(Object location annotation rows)
────────────────────────────────────────

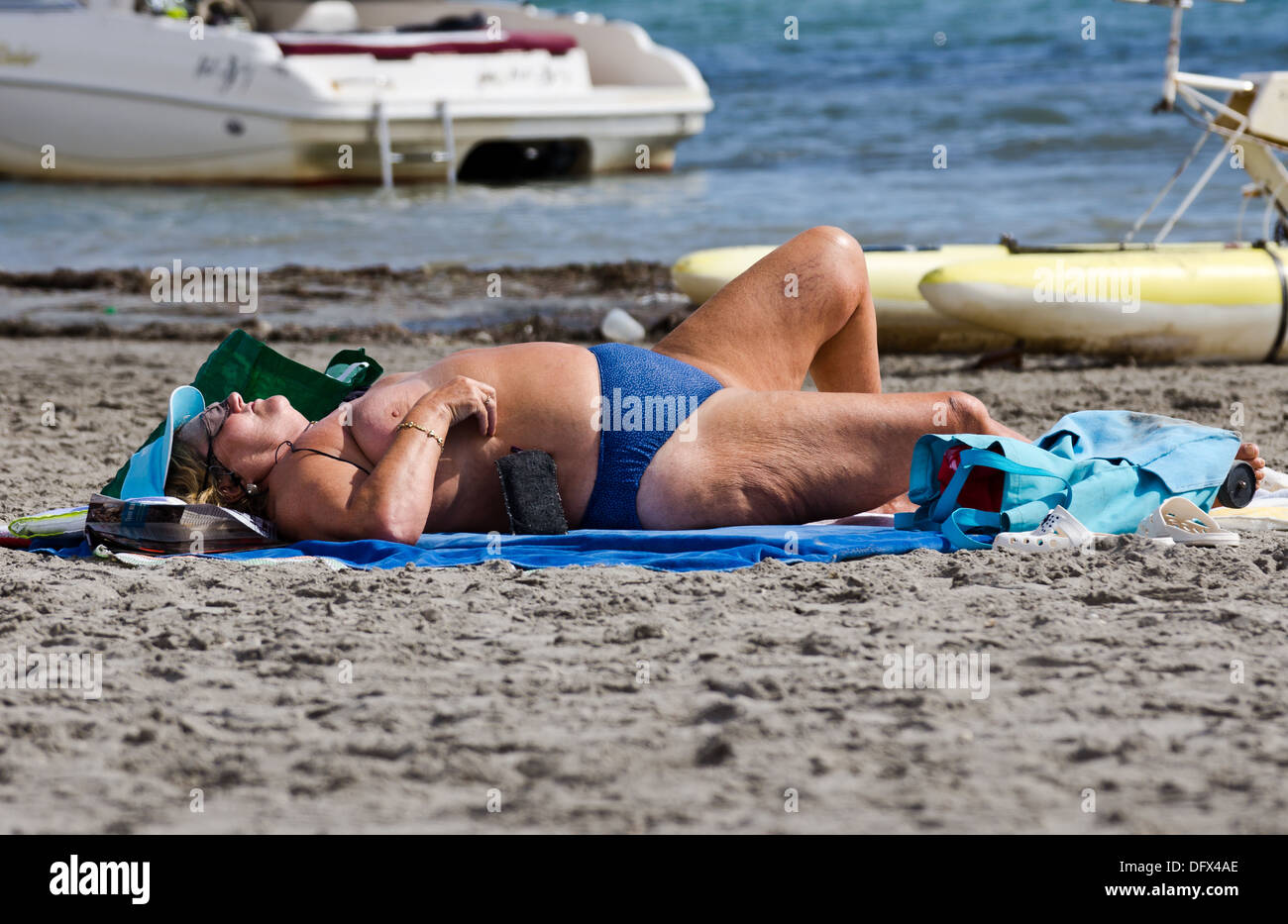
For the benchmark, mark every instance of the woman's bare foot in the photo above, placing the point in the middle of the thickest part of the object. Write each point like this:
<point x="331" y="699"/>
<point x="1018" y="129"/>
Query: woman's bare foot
<point x="1250" y="454"/>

────────────────────────────────────────

> Task brief: Update the rows above by changing "woman's bare foot" to "woman's left foot" wherever it appears, keeping every other part the same. Leave the pictures out of your answer.

> Task output:
For the benchmark, mark every instance of the woman's left foot in the photo above, placing the point in the middle of the thickest part of the object. Write each point like this:
<point x="331" y="699"/>
<point x="1018" y="129"/>
Query: woman's left foot
<point x="1250" y="454"/>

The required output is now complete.